## Start INFORMATION GIVEN

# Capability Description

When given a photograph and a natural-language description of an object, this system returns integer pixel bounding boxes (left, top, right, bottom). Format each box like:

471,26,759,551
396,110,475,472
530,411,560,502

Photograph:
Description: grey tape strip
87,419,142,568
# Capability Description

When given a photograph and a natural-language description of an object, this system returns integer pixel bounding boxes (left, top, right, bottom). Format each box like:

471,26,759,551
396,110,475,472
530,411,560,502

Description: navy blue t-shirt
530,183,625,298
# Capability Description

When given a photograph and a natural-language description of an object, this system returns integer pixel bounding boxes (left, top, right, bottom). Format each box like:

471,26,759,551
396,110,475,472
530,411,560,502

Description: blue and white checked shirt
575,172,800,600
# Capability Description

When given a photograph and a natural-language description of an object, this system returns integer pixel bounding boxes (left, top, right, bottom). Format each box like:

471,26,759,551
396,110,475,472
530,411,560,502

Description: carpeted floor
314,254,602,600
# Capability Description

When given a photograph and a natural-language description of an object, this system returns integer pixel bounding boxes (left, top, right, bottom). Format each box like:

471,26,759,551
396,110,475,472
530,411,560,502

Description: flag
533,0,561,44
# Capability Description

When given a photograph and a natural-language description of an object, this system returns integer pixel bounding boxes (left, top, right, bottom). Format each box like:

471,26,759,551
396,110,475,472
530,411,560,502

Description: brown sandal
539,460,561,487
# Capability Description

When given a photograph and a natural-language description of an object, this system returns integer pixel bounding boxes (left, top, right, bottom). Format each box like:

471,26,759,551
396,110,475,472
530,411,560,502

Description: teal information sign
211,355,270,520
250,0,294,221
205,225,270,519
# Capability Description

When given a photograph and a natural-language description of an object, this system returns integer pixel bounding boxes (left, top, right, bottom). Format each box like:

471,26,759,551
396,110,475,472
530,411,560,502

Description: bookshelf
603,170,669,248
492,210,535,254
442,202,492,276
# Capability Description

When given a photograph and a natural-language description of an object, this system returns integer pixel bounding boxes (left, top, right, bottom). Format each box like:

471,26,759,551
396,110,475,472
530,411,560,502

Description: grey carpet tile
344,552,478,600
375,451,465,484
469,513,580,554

## End INFORMATION GIVEN

→ **TASK**
Rewrite all the records above as a JSON list of strings with one string per line, omitting blank lines.

→ **REPLY TO THE EXERCISE**
[
  "# Capability Description",
  "When given a photograph and a natural-language description of an object, this system returns integer pixel bounding boxes (left, top, right, bottom). Format each box like:",
  "471,26,759,551",
  "396,110,475,472",
  "530,411,560,502",
  "Photograph:",
  "Description: grey tape strip",
  "87,419,142,568",
  "# Capability Description",
  "When given a photograph and a natural-language description of an object, this system returns integer pixel bounding boxes (left, top, right, bottom). Format each box like:",
  "471,26,759,551",
  "396,110,475,472",
  "530,411,560,502",
  "Description: navy blue t-shirt",
  "530,183,625,298",
  "# Capability Description",
  "When given a photograph and a natural-language description of an object, this system returns integer pixel bounding boxes (left, top, right, bottom). Format each box like:",
  "471,26,759,551",
  "396,110,475,472",
  "530,411,560,502",
  "Description: blue and white checked shirt",
  "575,172,800,600",
  "# Capability Description",
  "When given a photograph and a natural-language description of an object, this system returns integer pixel bounding boxes (left, top, right, bottom). Format each box like:",
  "471,26,759,551",
  "396,110,475,472",
  "530,411,560,502",
  "Description: carpeted floor",
  "314,254,602,600",
  "# Capability Description",
  "When given a photograph and a natural-language description of an object, this system returns integer pixel bounding boxes (left, top, right, bottom). Format each box like:",
  "471,26,759,551",
  "396,110,475,472",
  "530,411,560,502",
  "Description: flag",
  "533,0,561,44",
  "# Capability Description",
  "When given a photograph and a natural-language description of an object, this system returns integer pixel bounding boxes (left, top, right, bottom). Format each box like:",
  "471,26,759,551",
  "396,110,475,472",
  "530,411,560,502",
  "Description: brown sandal",
  "539,460,561,487",
  "# Capability Description",
  "When given a photograph and a natural-language description of an object, this system returns integer pixel bounding boxes (left, top, right, bottom). Format each box like:",
  "471,26,759,551",
  "396,110,475,472",
  "530,411,560,502",
  "Description: teal information sign",
  "211,355,270,520",
  "250,0,294,221",
  "205,225,270,519",
  "# Capability Description",
  "When given a photograph and a natural-language description of an object, this system returns integer pixel bounding boxes (left, top, right, bottom). Format each box like:",
  "471,26,759,551",
  "396,110,475,472",
  "530,411,560,502",
  "Description: bookshelf",
  "603,170,669,248",
  "492,210,535,254",
  "442,202,492,276",
  "# Capability Description",
  "When given a photograph and a natural-language description of an object, this system returns integer pixel bounding boxes (left, top, right, bottom). Format each box like:",
  "471,26,759,551",
  "396,110,475,472",
  "530,411,560,502",
  "Description: grey carpet tile",
  "344,552,478,600",
  "375,451,465,484",
  "469,513,580,554"
]